WHAT YOU ARE ASKED TO DO:
Reproduce the listing below word for word, starting at the line that contains "Task: pick out every instance of the red-roofed" and continuing through its final line, with both of those lines included.

-- Begin INPUT ROWS --

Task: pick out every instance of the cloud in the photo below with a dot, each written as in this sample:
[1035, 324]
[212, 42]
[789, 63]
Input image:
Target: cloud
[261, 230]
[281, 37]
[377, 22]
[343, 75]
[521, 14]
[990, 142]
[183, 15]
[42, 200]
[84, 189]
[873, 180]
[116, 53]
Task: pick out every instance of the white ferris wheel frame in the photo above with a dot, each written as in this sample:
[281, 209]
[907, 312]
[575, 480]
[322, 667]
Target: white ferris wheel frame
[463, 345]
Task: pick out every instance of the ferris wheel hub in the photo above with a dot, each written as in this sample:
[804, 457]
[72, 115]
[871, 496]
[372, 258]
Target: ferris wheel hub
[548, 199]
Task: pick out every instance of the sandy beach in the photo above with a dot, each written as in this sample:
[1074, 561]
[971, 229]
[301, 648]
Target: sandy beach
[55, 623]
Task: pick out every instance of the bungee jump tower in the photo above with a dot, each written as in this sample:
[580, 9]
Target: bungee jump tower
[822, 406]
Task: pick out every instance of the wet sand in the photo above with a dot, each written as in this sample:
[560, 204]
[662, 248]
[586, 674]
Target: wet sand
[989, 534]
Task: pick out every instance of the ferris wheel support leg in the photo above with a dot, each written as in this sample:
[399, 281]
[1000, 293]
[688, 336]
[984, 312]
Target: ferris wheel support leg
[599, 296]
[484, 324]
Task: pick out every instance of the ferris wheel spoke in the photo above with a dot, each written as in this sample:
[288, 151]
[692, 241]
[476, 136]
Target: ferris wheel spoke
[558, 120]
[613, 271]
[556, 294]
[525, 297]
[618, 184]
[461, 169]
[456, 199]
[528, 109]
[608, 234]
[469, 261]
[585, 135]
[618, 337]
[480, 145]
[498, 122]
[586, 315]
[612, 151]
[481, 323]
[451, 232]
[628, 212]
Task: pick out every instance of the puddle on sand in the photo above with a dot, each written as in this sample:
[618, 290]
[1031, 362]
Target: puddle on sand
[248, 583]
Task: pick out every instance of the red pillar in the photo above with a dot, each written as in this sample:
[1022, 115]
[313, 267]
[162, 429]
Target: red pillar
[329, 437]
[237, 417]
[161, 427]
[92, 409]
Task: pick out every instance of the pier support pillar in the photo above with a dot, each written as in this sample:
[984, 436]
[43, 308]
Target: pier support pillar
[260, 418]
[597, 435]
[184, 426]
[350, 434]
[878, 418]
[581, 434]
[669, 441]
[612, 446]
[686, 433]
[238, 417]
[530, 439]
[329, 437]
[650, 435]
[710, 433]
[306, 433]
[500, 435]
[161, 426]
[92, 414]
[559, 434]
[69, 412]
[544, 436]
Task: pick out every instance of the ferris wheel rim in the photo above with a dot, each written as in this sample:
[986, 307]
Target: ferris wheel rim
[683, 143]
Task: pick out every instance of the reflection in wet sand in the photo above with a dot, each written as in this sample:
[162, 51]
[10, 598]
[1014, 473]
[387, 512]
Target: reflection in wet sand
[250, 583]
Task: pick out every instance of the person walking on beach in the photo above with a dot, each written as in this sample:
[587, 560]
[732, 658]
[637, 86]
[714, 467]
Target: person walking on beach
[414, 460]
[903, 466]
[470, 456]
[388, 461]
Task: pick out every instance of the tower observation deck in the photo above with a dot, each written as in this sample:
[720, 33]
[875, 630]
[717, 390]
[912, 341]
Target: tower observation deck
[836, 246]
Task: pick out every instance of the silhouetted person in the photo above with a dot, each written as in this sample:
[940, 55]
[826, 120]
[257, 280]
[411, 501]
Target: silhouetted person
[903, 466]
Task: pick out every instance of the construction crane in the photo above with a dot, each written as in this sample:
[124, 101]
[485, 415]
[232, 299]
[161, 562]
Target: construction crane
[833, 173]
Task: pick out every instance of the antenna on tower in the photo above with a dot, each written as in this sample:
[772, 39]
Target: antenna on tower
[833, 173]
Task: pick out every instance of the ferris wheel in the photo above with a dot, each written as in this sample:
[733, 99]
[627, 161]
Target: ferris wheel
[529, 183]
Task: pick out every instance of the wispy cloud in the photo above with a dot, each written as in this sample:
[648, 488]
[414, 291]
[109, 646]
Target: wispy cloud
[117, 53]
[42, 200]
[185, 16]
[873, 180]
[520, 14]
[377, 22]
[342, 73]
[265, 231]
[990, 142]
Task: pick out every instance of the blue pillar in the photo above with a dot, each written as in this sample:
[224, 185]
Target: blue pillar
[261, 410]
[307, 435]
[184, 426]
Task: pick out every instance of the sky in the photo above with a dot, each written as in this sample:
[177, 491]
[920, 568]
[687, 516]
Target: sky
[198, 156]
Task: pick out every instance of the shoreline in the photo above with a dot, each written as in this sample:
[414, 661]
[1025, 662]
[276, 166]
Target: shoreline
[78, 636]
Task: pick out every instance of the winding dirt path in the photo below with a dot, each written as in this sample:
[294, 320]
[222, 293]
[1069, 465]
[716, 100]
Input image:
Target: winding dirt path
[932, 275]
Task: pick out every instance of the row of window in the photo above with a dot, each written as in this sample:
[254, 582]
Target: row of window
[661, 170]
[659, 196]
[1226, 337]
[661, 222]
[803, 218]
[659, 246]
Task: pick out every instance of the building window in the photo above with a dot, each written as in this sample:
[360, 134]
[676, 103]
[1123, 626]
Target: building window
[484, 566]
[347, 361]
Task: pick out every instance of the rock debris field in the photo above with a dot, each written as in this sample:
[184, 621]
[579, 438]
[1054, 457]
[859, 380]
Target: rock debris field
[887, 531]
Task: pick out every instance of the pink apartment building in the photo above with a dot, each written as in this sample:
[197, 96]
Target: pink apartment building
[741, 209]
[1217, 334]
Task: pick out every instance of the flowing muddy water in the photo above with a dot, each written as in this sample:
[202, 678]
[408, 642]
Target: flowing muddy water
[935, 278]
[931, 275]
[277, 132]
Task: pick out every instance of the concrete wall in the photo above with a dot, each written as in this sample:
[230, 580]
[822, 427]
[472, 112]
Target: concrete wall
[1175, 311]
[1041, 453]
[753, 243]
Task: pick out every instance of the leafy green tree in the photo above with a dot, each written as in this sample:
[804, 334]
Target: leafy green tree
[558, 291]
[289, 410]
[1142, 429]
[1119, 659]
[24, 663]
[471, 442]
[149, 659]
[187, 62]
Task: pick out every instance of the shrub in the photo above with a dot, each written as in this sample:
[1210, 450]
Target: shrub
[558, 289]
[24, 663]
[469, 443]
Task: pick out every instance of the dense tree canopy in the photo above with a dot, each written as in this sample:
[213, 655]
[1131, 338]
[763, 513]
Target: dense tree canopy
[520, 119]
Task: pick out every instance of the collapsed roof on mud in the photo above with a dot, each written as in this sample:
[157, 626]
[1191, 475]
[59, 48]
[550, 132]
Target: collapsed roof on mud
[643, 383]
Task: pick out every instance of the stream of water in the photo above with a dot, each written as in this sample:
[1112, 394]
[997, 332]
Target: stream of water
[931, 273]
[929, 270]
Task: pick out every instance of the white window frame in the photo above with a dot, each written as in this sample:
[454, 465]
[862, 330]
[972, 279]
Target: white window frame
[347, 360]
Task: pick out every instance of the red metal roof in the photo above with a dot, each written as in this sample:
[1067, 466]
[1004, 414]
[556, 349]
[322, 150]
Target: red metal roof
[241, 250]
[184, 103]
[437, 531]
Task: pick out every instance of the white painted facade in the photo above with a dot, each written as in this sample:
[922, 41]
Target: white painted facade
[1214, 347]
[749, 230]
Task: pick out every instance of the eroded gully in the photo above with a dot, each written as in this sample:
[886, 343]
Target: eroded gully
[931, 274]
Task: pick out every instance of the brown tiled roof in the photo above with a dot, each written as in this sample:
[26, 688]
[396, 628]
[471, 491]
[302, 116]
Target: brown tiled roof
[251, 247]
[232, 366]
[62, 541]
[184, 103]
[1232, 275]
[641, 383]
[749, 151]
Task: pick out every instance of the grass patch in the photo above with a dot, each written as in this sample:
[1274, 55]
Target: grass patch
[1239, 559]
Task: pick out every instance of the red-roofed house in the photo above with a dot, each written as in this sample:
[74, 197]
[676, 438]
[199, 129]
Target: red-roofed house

-- End INPUT ROWS --

WRITTEN ANSWER:
Task: pick out every instance of the red-roofed house in the photo above with a dot, each written as in this sample:
[74, 197]
[676, 438]
[199, 129]
Target: red-roofed house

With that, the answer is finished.